* What you have to do *
Since the copy must match the original, write out each record word for word, skipping only the pictures.

··· Supplied entries

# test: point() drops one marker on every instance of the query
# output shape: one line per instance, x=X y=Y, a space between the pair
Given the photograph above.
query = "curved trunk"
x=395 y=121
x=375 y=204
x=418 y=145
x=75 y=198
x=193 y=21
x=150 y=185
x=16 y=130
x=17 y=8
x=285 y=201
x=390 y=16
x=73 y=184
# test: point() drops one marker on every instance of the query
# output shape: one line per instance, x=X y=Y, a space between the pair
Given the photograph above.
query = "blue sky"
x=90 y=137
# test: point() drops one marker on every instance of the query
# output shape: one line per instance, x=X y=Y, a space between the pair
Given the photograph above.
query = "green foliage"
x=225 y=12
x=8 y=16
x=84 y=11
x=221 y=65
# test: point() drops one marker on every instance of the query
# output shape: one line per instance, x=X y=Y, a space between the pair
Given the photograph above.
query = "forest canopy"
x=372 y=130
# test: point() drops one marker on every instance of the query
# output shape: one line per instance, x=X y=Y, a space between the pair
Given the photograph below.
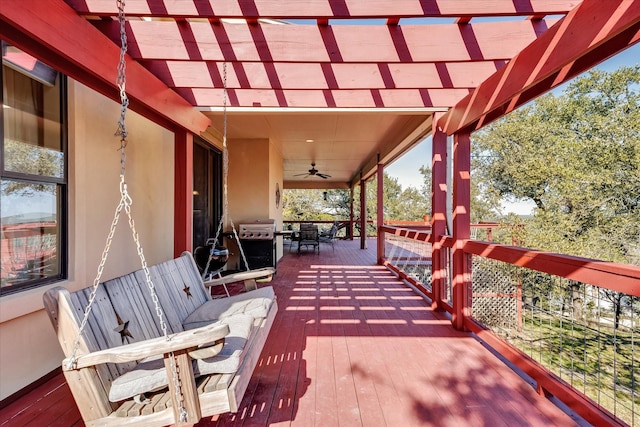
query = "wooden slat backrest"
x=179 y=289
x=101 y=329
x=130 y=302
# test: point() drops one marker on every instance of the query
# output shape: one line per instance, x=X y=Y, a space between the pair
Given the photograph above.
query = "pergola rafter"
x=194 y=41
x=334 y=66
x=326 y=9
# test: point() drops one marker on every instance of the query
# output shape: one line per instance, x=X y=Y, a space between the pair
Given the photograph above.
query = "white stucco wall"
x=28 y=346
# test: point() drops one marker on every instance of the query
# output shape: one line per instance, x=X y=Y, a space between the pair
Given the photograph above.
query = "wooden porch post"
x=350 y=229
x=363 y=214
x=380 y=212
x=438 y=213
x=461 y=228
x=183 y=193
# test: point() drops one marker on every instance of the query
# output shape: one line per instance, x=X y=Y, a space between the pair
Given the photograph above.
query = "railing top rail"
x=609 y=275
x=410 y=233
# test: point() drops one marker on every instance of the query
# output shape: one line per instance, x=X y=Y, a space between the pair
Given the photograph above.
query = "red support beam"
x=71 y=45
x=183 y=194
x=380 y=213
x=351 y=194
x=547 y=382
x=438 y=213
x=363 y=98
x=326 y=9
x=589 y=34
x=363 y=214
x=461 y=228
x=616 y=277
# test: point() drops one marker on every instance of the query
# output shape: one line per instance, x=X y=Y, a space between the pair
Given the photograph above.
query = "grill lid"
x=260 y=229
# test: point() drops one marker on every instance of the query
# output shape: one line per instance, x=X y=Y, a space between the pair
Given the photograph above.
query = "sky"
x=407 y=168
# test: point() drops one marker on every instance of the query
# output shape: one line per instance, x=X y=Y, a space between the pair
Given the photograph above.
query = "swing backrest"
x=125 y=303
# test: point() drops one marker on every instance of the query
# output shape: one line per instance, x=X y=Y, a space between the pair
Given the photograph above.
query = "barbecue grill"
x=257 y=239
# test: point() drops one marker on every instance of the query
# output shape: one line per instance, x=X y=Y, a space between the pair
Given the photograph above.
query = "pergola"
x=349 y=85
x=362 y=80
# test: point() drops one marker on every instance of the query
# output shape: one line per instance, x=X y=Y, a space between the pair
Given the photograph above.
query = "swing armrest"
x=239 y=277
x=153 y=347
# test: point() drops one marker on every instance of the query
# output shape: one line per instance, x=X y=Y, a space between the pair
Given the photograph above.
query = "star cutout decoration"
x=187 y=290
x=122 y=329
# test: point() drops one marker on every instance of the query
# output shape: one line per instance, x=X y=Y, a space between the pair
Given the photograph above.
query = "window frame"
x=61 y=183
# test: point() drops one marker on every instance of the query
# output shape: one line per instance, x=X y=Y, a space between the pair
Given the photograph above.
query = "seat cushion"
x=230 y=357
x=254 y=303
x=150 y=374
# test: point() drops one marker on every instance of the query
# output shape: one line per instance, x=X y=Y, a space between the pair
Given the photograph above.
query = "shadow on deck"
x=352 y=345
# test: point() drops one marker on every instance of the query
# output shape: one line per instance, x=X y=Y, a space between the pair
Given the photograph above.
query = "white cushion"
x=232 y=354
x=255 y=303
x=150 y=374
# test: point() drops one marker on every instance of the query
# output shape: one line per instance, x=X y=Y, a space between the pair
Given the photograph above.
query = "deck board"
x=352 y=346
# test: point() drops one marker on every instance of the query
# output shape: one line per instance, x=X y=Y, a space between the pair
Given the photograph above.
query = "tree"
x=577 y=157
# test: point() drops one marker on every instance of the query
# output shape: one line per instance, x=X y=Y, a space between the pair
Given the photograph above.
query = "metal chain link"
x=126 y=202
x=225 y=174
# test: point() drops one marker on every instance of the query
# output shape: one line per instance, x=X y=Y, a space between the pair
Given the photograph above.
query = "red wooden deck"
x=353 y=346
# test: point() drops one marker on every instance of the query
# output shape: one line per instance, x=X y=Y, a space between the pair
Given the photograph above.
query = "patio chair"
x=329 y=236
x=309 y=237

······

* Solution below *
# test: point() drops one marker on every instance of the query
# output shape: one line per instance, x=X y=Y, a space between the pair
Given the photograph above.
query = "curved trunk"
x=395 y=121
x=375 y=204
x=418 y=145
x=75 y=198
x=193 y=21
x=150 y=185
x=16 y=130
x=17 y=8
x=285 y=201
x=390 y=16
x=73 y=184
# test: point() drops one marker on every instance of the query
# output shape: one line per instance, x=X y=Y, a space between the pair
Given the photograph above.
query = "blue sky"
x=90 y=137
# test: point() drops one marker on every instance of the query
# output shape: one line per instance, x=X y=Y, a space between the pair
Given the photograph above.
query = "green foliage"
x=225 y=12
x=8 y=16
x=84 y=11
x=221 y=65
# test: point() drops one marker on every instance of the query
# output shape: one line per instance, x=X y=Y, a space between the pair
Given the photograph above.
query = "forest canopy"
x=372 y=130
# test: point() drops one marker on every instance of the query
# output shape: one line per instance, x=X y=Y, a space between the pair
Given the photograph below.
query = "wooden slat backrest"
x=179 y=289
x=101 y=329
x=130 y=302
# test: point() drops one marker on every instance of the query
# output shape: one line per instance, x=X y=Y, a space between the pair
Given the photograph above.
query = "pergola rafter"
x=194 y=41
x=334 y=66
x=326 y=9
# test: point() drops one marker on every instance of the query
# output shape: one line per instance, x=X y=Y, a space between the pair
Given the photograph above.
query = "white stucco wall"
x=28 y=346
# test: point() drops one marker on every instance of the query
# output shape: one line per instance, x=X y=Y, a space between the pair
Given the photograph above.
query = "wooden porch post"
x=350 y=229
x=363 y=214
x=380 y=212
x=438 y=213
x=461 y=228
x=183 y=193
# test: point() drops one marker on every instance of the query
# output shape: one line per instance, x=X y=Y, a space between the pair
Given the photograph above.
query = "railing top rail"
x=609 y=275
x=410 y=233
# test: point() drops one marker on every instance of the query
# output shape: one line per instance, x=X y=Y, a space between the pair
Given the photograph above.
query = "red support beam"
x=71 y=45
x=183 y=194
x=380 y=213
x=351 y=194
x=547 y=382
x=438 y=213
x=363 y=98
x=326 y=9
x=589 y=34
x=363 y=214
x=461 y=228
x=616 y=277
# test: point() drops one marker on every instance of the query
# output shape: one line per instance, x=X y=Y, a space between the pair
Given the photograph above.
query = "grill lid"
x=260 y=229
# test: point() drops one marker on every instance of the query
# output shape: one line per instance, x=X y=Y, a space between the pair
Given the photograph above.
query = "sky"
x=407 y=168
# test: point() drops one marker on every instance of the query
# output shape: one line per instance, x=X y=Y, a space between the pair
Given the photograph above.
query = "swing backrest"
x=125 y=303
# test: point() drops one marker on every instance of the query
# output shape: one line per instance, x=X y=Y, a space between the pair
Given the photograph above.
query = "barbecue grill"
x=257 y=239
# test: point() drops one marker on every instance of the query
# output shape: one line per instance, x=X y=Y, a space between the pair
Given the photograph above.
query = "pergola"
x=349 y=85
x=362 y=80
# test: point() drops one marker on every instance of the query
# output shape: one line per instance, x=X y=Y, a space between the pair
Given the photograph above.
query = "swing armrest"
x=239 y=277
x=153 y=347
# test: point() drops one marker on every instance of the query
# output shape: one line per instance, x=X y=Y, a space between the pair
Given the photograph above.
query = "star cutout decoration"
x=187 y=290
x=122 y=329
# test: point() drops one marker on every instance of the query
# output shape: one line per instance, x=X y=Y, a space between the pair
Given the photograph above.
query = "window frame"
x=61 y=183
# test: point() drops one marker on every instance of the query
# output shape: one line per instance, x=X y=Y, a space between the pair
Given the photograph above.
query = "seat cushion"
x=230 y=357
x=254 y=303
x=150 y=374
# test: point() drops one marker on every instance of the query
# output shape: one line per instance, x=X y=Y, a space between the pair
Given the photograph above.
query = "shadow on deck"
x=352 y=345
# test: point() drops one marker on every instance of the query
# output shape: one line per instance, x=X y=Y, a space between the pair
Given the photograph above.
query = "white cushion"
x=232 y=354
x=255 y=303
x=150 y=374
# test: point() drops one marker on every instance of the query
# output shape: one line per instance, x=X y=Y, a space between the pair
Given the photograph above.
query = "deck board"
x=352 y=346
# test: point() drops one marker on every instance of the query
# output shape: one line per instance, x=X y=Y, a space between the pair
Given the photograph above.
query = "tree"
x=577 y=157
# test: point() drops one marker on every instance of the query
# output shape: one line per instance, x=X y=Y, a space between the pair
Given the photograph above.
query = "metal chain link"
x=126 y=202
x=225 y=174
# test: point() drops one marker on every instance of the query
# output shape: one line per instance, x=X y=Y, a space between the pair
Given the photograph above.
query = "red wooden deck"
x=353 y=346
# test: point() drops one marker on every instance of the query
# output shape: one line per instance, x=X y=Y, a space between the pair
Given the photograph above.
query = "patio chair"
x=329 y=236
x=309 y=237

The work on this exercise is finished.